__ACTIVITY__. Say how many of the lines below include the word "folder". Only the number should be given.

Natural-language object grounding data
::::

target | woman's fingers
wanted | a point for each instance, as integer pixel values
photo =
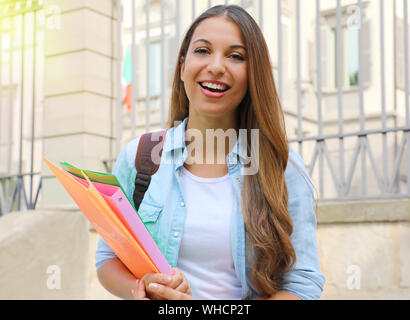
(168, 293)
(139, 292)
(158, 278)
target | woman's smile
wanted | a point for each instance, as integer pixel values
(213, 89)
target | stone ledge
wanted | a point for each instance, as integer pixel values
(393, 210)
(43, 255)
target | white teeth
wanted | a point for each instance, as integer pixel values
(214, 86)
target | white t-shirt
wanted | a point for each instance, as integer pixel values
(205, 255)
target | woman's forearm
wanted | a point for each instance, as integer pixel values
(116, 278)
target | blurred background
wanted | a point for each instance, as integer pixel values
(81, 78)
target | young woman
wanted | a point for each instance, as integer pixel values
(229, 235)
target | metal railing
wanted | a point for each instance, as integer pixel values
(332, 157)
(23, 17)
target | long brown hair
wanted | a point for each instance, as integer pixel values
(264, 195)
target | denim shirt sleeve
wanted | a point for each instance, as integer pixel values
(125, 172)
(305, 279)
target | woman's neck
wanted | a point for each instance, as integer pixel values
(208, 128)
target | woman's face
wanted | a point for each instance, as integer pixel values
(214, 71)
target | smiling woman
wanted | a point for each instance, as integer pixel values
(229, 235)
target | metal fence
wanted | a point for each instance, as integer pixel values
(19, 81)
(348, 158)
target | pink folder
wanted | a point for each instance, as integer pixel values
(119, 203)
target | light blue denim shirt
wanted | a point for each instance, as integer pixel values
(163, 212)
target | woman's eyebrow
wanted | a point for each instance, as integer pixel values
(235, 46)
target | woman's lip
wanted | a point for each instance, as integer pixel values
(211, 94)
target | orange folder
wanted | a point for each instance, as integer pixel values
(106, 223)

::::

__OUTPUT__. 2